Passage for review:
= = = = = = =
Prioritizing Health in Your Financial Planning: Building a Secure and Healthy Future

When people think about financial planning, they often focus on saving and investing for retirement. Yet, health-related expenses are a major part of financial security, especially in retirement. By prioritizing health within your financial plan, you can reduce long-term costs, protect your retirement funds, and enjoy a well-rounded approach to securing your future.

Why Health Belongs in Your Financial Plan
Healthcare costs in retirement are substantial, with the average 65-year-old couple needing about $300,000 to cover healthcare expenses over their lifetime, according to Fidelity’s 2023 estimate. Including health in your financial plan can help you avoid depleting your savings while supporting your quality of life.
= = = = = = =
Instructions to follow: Repeat, word for word, the section of the passage on health in financial planning that opens with "Prioritizing Health in" and closes with "quality of life.".
= = = = = = =
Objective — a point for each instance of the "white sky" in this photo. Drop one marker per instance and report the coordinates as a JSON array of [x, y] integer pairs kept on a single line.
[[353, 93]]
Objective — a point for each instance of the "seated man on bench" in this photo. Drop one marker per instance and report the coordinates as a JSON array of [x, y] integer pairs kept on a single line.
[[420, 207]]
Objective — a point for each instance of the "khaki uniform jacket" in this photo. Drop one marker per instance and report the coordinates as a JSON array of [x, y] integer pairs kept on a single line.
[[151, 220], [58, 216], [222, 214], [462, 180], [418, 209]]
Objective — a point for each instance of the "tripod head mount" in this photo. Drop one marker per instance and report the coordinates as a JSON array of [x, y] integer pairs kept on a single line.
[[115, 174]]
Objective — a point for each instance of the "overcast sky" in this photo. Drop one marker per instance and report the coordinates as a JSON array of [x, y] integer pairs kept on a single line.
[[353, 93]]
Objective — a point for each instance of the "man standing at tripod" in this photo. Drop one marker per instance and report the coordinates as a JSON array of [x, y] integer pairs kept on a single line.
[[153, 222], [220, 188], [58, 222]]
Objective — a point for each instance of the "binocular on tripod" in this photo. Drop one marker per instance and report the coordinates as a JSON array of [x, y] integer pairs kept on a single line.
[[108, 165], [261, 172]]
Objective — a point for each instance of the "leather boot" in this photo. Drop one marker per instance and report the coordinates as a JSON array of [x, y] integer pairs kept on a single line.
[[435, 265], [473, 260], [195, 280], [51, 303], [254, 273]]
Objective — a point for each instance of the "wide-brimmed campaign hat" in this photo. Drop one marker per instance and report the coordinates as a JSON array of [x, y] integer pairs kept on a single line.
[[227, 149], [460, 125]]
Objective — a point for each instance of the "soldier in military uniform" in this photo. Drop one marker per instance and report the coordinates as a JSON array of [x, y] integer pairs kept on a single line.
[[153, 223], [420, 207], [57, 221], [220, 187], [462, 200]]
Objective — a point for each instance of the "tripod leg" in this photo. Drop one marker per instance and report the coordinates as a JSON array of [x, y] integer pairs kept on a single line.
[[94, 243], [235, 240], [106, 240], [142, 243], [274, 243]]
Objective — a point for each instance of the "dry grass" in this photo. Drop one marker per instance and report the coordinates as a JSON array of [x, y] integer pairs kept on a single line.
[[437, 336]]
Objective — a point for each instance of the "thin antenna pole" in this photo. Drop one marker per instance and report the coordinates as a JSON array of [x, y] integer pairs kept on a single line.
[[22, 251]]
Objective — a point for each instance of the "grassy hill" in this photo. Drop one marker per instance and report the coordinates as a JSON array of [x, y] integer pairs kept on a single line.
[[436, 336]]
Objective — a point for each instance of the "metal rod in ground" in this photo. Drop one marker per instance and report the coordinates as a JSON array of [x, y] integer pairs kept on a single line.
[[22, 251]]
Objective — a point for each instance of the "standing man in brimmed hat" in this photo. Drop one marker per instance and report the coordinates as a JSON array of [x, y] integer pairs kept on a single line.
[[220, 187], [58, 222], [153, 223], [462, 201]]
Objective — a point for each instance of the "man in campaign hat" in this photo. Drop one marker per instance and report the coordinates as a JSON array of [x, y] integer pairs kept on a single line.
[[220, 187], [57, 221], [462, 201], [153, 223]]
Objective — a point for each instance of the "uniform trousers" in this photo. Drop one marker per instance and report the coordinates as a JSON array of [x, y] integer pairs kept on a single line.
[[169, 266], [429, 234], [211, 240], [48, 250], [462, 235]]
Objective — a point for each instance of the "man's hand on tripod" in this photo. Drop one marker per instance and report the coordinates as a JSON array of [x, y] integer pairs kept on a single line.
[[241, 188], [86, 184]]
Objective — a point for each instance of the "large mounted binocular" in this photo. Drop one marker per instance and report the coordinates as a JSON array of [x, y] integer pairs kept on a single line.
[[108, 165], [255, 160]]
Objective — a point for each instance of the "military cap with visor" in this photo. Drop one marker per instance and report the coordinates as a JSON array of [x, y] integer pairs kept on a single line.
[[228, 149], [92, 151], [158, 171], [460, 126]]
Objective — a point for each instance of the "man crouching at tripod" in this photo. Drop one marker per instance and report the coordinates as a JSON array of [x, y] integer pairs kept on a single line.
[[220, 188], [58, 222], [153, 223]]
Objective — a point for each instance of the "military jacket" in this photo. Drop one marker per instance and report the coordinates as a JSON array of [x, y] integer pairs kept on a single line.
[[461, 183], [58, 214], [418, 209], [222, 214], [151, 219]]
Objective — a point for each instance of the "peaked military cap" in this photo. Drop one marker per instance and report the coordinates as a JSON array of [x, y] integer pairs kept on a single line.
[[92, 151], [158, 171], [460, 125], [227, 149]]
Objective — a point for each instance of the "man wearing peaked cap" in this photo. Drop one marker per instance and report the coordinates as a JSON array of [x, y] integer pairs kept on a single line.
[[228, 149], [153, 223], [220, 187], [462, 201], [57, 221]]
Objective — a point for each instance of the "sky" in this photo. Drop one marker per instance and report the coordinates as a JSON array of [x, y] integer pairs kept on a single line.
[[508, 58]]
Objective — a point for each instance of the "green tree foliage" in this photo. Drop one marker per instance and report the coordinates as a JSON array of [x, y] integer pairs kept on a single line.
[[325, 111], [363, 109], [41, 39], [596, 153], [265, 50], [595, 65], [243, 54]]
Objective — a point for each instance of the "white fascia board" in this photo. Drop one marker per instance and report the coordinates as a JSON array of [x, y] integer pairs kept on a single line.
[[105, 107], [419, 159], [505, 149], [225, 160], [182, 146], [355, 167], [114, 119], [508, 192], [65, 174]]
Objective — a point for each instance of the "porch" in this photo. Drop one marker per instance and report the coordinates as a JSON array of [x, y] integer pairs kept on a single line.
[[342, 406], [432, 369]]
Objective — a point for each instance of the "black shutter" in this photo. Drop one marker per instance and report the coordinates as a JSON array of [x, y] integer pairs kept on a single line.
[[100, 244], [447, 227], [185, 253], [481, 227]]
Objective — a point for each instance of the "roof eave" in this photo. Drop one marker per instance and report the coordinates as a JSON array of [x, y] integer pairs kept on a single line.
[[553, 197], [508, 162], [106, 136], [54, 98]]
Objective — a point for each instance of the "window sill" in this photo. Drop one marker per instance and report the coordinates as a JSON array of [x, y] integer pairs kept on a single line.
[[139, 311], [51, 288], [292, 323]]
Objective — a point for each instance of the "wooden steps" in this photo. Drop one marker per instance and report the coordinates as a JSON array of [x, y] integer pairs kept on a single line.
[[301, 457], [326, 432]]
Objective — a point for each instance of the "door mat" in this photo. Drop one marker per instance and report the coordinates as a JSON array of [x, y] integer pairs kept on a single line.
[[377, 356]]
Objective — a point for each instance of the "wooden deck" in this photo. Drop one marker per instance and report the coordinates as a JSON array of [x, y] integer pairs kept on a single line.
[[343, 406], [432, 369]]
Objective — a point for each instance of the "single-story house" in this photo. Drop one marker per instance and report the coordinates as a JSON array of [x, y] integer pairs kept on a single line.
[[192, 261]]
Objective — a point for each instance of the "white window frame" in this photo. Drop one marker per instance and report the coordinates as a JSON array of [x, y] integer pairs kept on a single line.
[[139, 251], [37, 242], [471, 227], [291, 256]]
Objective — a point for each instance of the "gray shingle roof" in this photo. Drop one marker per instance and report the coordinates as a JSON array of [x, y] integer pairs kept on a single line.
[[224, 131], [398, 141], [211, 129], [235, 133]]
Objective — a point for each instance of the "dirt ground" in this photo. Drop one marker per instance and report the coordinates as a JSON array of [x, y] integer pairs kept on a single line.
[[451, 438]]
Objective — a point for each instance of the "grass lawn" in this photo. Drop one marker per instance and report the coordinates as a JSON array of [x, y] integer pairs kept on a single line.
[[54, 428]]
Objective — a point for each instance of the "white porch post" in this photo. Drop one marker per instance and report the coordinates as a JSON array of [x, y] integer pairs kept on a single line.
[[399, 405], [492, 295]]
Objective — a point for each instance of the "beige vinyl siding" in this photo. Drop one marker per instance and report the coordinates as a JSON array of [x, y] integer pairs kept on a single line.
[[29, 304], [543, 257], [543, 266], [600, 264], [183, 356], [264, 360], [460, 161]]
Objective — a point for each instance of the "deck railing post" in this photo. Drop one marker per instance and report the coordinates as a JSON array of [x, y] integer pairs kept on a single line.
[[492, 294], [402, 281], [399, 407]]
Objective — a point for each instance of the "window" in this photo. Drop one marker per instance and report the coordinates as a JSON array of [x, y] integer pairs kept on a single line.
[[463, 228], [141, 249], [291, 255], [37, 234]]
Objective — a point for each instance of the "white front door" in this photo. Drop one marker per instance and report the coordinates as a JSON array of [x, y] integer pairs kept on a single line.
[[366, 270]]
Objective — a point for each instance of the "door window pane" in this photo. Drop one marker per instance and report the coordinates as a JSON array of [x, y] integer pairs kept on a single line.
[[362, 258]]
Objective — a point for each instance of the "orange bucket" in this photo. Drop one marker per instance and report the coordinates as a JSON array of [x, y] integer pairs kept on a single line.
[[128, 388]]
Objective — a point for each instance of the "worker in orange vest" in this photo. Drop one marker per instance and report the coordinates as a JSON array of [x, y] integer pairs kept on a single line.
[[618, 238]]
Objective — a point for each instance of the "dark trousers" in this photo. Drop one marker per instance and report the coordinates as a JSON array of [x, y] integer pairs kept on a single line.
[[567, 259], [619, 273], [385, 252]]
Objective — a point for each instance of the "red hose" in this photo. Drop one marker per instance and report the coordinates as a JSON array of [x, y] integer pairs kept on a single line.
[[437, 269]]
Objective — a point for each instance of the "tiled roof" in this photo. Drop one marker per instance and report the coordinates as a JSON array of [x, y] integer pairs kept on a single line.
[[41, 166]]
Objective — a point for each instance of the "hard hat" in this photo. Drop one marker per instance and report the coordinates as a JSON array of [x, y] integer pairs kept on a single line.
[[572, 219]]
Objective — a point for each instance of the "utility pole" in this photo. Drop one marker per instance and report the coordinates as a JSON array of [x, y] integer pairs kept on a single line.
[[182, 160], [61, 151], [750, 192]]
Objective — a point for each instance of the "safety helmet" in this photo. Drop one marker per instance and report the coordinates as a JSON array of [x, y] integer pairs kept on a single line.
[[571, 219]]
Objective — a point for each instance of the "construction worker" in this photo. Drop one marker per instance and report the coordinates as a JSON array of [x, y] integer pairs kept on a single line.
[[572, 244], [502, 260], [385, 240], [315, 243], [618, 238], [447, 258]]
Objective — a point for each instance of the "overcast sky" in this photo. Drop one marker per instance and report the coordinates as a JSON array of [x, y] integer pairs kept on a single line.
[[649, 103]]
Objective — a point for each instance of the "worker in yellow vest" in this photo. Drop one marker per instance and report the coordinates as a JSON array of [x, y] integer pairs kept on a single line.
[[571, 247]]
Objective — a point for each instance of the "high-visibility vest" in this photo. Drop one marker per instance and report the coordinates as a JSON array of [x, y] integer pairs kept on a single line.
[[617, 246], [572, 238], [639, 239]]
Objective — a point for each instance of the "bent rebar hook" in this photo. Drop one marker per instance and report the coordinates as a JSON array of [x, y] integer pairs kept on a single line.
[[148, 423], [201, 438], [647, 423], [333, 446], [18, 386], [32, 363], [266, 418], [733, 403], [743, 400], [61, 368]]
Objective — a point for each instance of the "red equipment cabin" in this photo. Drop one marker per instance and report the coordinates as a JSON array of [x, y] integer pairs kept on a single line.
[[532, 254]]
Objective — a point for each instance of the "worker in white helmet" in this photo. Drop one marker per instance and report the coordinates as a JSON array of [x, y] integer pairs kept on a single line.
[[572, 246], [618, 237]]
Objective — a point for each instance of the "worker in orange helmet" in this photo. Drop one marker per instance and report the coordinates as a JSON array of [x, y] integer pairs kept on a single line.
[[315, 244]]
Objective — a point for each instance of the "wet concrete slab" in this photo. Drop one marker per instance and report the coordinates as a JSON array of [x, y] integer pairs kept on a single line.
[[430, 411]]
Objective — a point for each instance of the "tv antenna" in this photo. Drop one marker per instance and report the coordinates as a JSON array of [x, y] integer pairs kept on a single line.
= = = = = = =
Written answer:
Prioritizing Health in Your Financial Planning: Building a Secure and Healthy Future

When people think about financial planning, they often focus on saving and investing for retirement. Yet, health-related expenses are a major part of financial security, especially in retirement. By prioritizing health within your financial plan, you can reduce long-term costs, protect your retirement funds, and enjoy a well-rounded approach to securing your future.

Why Health Belongs in Your Financial Plan
Healthcare costs in retirement are substantial, with the average 65-year-old couple needing about $300,000 to cover healthcare expenses over their lifetime, according to Fidelity’s 2023 estimate. Including health in your financial plan can help you avoid depleting your savings while supporting your quality of life.